- _TASK ITEM_
Copy out the data from the line containing "Exercise. Mark the second" to its last line, exactly. No pictures.

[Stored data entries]
◇ ◇ ◇ ◇ ◇ ◇ ◇
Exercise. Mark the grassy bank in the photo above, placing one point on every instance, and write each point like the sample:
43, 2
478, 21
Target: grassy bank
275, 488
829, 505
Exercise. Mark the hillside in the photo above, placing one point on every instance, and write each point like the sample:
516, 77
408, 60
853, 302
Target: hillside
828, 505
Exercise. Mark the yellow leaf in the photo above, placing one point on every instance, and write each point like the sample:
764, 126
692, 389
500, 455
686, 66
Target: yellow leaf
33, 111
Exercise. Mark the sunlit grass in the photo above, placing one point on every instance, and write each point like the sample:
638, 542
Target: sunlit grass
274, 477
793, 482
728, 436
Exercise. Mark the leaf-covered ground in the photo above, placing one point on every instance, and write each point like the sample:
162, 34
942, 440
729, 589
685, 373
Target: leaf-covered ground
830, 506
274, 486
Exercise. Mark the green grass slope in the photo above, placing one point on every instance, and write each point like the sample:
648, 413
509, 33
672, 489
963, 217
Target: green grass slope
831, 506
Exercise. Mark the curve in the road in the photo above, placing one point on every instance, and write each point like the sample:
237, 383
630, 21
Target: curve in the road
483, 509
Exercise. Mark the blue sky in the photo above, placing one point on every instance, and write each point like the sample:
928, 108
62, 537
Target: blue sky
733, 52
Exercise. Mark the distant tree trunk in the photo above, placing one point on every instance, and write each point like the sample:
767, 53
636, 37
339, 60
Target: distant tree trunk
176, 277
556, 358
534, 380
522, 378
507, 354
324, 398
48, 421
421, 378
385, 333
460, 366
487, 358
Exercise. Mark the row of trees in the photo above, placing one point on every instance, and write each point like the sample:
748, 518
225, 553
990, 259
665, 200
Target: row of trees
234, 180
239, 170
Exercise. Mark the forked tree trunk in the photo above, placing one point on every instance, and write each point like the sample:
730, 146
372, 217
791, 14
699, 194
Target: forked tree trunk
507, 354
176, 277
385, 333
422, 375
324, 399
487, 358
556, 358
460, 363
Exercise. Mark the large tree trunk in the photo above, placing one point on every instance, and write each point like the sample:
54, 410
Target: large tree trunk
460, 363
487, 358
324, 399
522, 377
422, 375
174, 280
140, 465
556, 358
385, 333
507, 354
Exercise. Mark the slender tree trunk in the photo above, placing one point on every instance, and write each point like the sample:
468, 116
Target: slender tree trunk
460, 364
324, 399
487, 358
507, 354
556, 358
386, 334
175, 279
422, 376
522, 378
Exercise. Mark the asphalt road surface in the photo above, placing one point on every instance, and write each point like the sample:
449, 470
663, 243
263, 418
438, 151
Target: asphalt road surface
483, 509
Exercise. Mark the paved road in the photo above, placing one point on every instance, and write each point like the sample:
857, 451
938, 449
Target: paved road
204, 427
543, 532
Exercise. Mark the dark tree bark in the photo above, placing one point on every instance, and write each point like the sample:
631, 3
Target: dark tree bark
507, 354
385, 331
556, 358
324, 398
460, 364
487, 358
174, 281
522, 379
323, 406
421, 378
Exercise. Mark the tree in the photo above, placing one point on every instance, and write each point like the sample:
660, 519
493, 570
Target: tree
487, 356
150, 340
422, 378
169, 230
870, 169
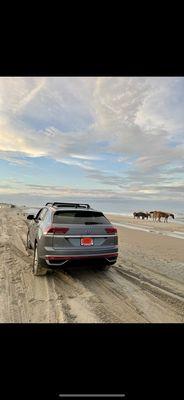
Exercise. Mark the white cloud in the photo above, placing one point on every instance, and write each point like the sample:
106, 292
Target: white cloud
74, 120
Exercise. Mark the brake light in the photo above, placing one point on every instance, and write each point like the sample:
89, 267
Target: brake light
111, 231
56, 230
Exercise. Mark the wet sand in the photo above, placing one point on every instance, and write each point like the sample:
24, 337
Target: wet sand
146, 284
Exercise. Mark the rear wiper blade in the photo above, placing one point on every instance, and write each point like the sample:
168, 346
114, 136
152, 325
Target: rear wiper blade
92, 223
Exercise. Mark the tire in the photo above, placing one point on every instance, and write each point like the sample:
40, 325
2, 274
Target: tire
28, 244
38, 269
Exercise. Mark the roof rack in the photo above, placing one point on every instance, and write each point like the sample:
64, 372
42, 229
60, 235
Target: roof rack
75, 205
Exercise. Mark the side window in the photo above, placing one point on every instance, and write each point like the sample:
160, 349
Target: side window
41, 214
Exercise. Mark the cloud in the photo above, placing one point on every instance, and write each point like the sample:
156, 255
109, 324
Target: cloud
131, 127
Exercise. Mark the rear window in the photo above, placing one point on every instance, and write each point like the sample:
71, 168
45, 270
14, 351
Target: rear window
79, 217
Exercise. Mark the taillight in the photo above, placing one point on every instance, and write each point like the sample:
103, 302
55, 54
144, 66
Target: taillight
56, 230
111, 230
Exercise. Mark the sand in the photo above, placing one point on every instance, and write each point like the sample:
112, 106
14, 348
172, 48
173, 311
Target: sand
146, 284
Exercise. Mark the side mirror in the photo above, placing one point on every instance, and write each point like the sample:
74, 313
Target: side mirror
31, 216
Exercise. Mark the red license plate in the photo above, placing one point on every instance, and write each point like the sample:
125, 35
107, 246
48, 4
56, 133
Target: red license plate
86, 241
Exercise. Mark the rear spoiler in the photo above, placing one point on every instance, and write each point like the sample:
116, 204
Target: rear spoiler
75, 205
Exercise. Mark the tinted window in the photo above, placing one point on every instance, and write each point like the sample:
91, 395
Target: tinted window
79, 217
41, 214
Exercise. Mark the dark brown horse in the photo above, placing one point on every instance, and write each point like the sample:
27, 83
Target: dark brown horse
157, 215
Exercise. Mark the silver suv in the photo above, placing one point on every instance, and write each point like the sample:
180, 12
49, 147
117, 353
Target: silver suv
66, 233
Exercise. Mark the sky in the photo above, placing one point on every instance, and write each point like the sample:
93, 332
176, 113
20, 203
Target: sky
106, 139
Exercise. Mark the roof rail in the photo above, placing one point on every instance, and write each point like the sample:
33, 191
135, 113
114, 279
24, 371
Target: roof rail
75, 205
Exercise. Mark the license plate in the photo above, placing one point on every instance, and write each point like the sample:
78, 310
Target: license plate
86, 241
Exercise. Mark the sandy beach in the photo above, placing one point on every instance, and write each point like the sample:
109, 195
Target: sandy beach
146, 285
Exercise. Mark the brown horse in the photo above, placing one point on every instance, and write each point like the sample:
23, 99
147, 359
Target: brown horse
157, 215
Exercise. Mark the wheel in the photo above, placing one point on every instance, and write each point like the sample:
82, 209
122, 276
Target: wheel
28, 244
38, 269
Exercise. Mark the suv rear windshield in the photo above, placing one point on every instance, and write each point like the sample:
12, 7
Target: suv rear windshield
79, 217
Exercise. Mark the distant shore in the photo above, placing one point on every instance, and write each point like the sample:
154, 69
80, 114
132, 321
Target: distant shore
154, 245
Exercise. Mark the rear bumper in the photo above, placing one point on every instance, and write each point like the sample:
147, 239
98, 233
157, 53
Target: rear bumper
54, 260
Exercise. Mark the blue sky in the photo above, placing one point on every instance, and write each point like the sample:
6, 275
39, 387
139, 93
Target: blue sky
115, 138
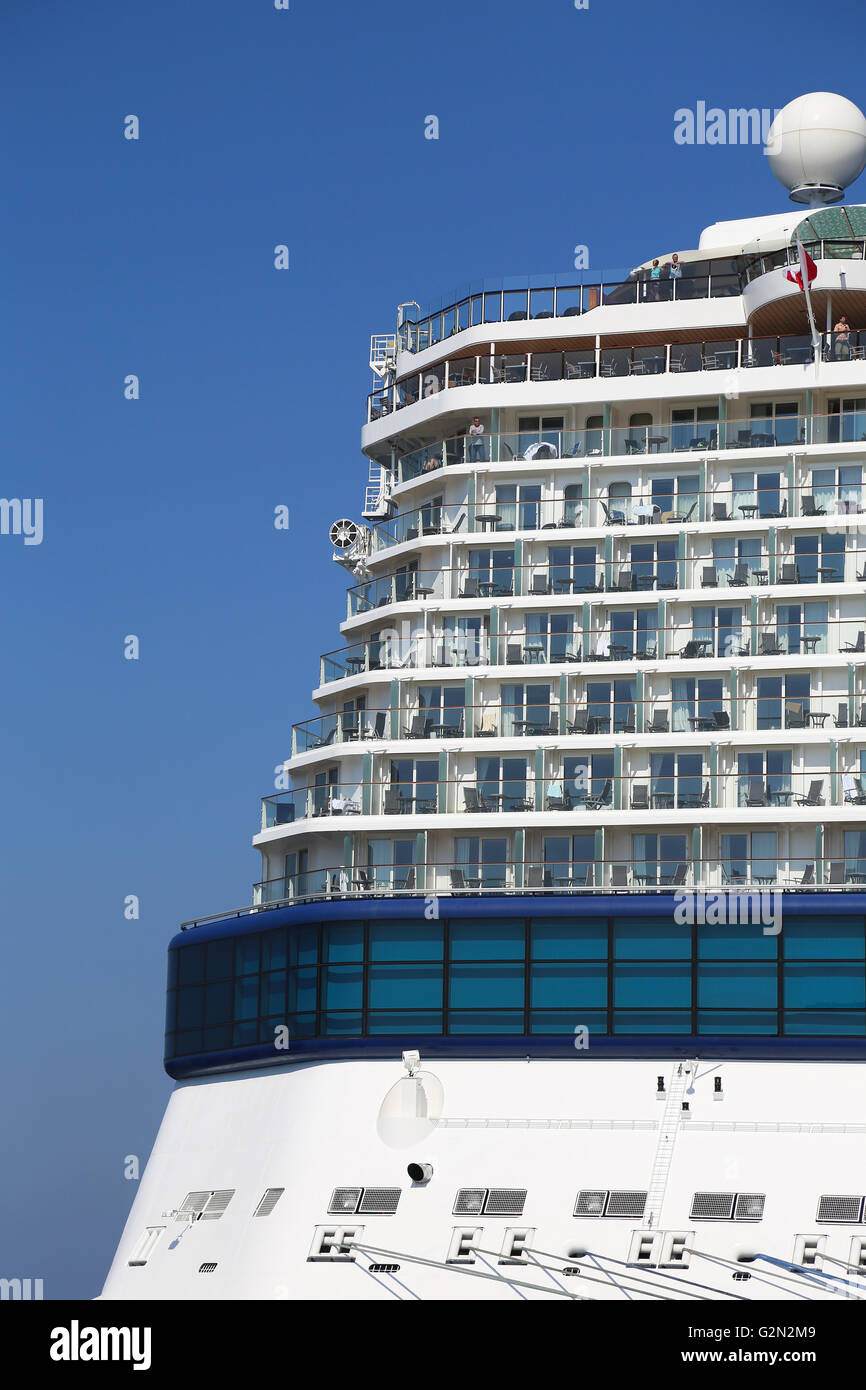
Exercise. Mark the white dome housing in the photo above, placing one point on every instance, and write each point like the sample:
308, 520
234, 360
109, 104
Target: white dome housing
818, 146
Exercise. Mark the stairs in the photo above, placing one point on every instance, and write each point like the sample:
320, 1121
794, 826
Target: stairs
667, 1137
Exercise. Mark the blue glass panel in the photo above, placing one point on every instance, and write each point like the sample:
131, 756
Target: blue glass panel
731, 1020
651, 1023
341, 1025
485, 986
273, 991
405, 987
342, 987
738, 941
660, 986
191, 966
487, 1022
342, 941
246, 955
218, 1002
191, 1008
302, 1025
302, 990
737, 984
246, 997
840, 938
402, 1023
546, 1020
569, 986
220, 959
563, 938
824, 987
274, 951
824, 1025
409, 940
303, 945
660, 938
487, 940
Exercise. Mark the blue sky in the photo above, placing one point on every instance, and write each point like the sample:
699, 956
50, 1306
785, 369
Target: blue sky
154, 257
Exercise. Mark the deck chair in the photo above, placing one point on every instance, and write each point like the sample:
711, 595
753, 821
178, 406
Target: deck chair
813, 795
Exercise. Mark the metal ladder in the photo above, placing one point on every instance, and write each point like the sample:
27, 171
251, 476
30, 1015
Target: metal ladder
667, 1137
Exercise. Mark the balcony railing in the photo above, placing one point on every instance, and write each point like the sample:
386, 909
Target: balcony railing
631, 360
765, 635
777, 431
640, 791
565, 296
565, 876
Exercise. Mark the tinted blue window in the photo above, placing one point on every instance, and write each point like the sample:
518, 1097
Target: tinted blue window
341, 987
738, 941
651, 937
563, 938
485, 940
737, 984
344, 941
485, 986
569, 986
823, 987
734, 1020
410, 940
662, 986
406, 987
834, 938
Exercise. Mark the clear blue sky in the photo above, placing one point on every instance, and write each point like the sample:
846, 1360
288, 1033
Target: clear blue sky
257, 128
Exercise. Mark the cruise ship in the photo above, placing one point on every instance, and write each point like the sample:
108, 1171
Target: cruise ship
555, 980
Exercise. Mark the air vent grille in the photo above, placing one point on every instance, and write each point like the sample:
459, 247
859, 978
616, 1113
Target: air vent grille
345, 1200
712, 1205
845, 1209
626, 1204
749, 1207
505, 1201
470, 1201
591, 1203
217, 1204
268, 1201
381, 1201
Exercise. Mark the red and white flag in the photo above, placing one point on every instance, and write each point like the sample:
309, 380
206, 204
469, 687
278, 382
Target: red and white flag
808, 270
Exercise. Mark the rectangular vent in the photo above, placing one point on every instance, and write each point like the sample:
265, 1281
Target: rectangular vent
844, 1209
749, 1205
345, 1200
470, 1201
591, 1201
626, 1204
268, 1201
380, 1201
505, 1201
712, 1207
217, 1204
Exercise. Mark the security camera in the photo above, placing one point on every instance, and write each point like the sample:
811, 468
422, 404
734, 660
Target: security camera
420, 1172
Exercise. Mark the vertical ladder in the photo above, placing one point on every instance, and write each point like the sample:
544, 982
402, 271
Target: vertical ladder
667, 1137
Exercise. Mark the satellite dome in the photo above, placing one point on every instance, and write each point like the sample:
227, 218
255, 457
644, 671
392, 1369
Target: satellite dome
818, 146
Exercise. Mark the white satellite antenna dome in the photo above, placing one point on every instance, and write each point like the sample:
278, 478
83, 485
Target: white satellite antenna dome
818, 146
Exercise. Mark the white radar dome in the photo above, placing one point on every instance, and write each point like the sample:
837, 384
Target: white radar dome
818, 146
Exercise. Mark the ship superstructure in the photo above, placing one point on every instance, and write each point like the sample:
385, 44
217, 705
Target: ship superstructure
555, 979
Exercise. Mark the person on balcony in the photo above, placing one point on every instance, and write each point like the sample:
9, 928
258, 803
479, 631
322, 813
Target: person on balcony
477, 452
841, 341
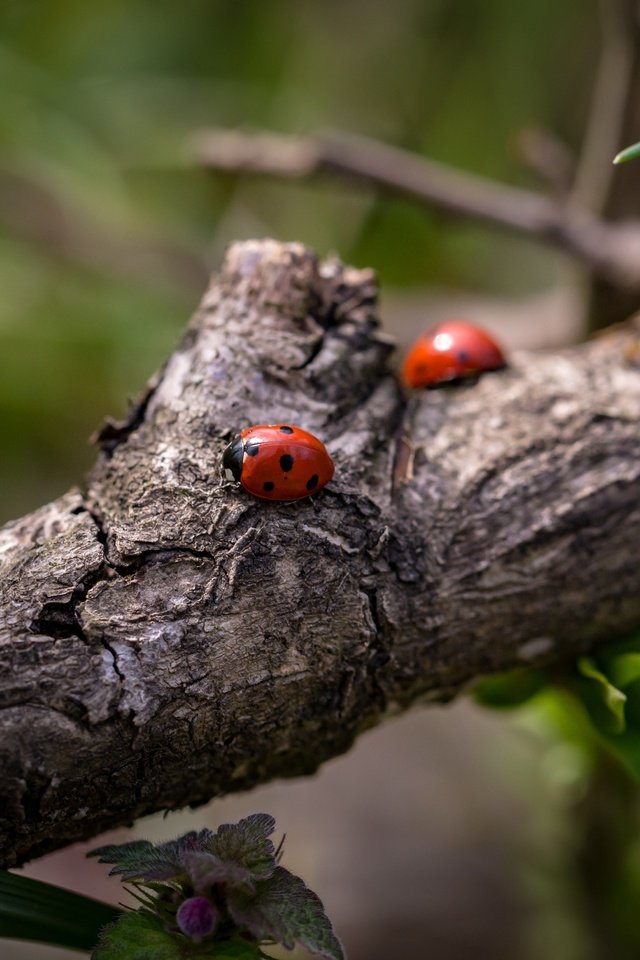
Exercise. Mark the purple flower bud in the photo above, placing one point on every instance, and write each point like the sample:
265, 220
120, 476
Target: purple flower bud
197, 918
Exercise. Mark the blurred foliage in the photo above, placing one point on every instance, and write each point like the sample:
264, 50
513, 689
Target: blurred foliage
589, 715
106, 235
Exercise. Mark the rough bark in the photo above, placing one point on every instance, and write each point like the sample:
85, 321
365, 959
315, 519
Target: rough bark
166, 638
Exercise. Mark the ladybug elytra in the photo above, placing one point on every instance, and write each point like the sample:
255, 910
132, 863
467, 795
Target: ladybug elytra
450, 351
278, 462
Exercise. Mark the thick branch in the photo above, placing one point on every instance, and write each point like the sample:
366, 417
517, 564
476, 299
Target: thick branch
165, 637
611, 251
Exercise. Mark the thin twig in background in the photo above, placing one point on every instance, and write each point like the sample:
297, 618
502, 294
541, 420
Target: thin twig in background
610, 250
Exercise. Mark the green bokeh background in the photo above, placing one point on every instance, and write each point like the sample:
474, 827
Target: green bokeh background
107, 233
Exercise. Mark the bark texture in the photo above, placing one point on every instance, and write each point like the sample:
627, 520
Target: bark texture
165, 638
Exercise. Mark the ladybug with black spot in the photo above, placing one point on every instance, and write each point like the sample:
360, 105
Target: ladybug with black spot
451, 351
278, 462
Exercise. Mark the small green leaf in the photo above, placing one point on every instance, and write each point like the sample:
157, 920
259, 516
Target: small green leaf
205, 869
629, 153
604, 702
285, 910
507, 690
140, 936
31, 910
623, 669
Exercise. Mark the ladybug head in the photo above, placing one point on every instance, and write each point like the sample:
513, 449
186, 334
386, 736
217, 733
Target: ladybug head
232, 459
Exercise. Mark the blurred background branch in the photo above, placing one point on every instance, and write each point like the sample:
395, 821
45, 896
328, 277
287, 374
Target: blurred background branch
608, 250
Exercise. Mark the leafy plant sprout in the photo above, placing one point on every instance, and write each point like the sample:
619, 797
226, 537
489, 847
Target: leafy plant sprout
216, 894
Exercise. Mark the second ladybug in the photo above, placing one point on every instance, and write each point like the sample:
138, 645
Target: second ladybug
450, 351
278, 462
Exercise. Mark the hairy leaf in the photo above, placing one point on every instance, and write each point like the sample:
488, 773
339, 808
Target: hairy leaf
32, 910
247, 843
142, 860
286, 911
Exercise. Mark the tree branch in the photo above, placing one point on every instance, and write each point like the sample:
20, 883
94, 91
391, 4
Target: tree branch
165, 638
611, 251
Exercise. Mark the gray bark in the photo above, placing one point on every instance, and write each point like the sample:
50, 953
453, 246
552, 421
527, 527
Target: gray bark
165, 637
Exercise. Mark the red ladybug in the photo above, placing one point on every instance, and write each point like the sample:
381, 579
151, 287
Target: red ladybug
278, 462
450, 351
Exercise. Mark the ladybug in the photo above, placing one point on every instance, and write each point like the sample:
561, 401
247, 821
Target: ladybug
278, 462
450, 351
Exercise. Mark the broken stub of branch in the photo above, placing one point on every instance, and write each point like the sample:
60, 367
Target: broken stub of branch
165, 638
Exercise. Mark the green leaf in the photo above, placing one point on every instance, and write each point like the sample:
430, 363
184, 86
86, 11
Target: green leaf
246, 843
604, 702
623, 669
140, 936
509, 689
142, 860
31, 910
205, 869
629, 153
286, 911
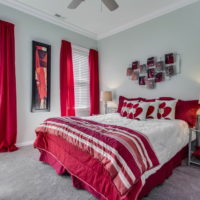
◇ ◇ ◇ ◇ ◇ ◇ ◇
- _RESPONSE AREA_
Exercise. Mark the second ladybug in the photo above, placing one point on every instance, and write each point like the sample:
138, 645
Target: second ladybug
450, 351
278, 462
Exercise. Mark the hairy leaf in the photo above, placing one point on every instance, and write each point like the sample:
488, 773
339, 808
Target: hairy leaf
32, 910
247, 843
142, 860
286, 911
Exercise. Mark the tree branch in the photo above, placing one point on every instance, and write each point like the sample:
20, 883
94, 91
391, 4
Target: tree branch
165, 638
611, 251
Exercise. Mark the gray bark in the photo above, placing one point on every instance, and write each point like the sample:
50, 953
453, 246
552, 421
527, 527
Target: gray bark
165, 637
Exercise. Mark the red ladybug in the photo above, placing one point on every instance, and write each point like the sample:
381, 579
151, 287
Target: red ladybug
278, 462
450, 351
Exercise. Mark the ladybug in the photo above, placing one point on every instance, and write each point like the sample:
561, 401
247, 821
Target: ladybug
278, 462
450, 351
Exercise. Mark the broken stub of branch in the photo above, placing one point on every instance, and write each point like the sample:
60, 367
Target: broken stub of branch
165, 638
Exercise. Mark the green leaf in the photo above, placing one point on every instance, and write each point like the sample:
430, 363
184, 86
86, 11
Target: green leaf
246, 843
604, 702
623, 669
140, 936
509, 689
142, 860
31, 910
205, 869
629, 153
286, 911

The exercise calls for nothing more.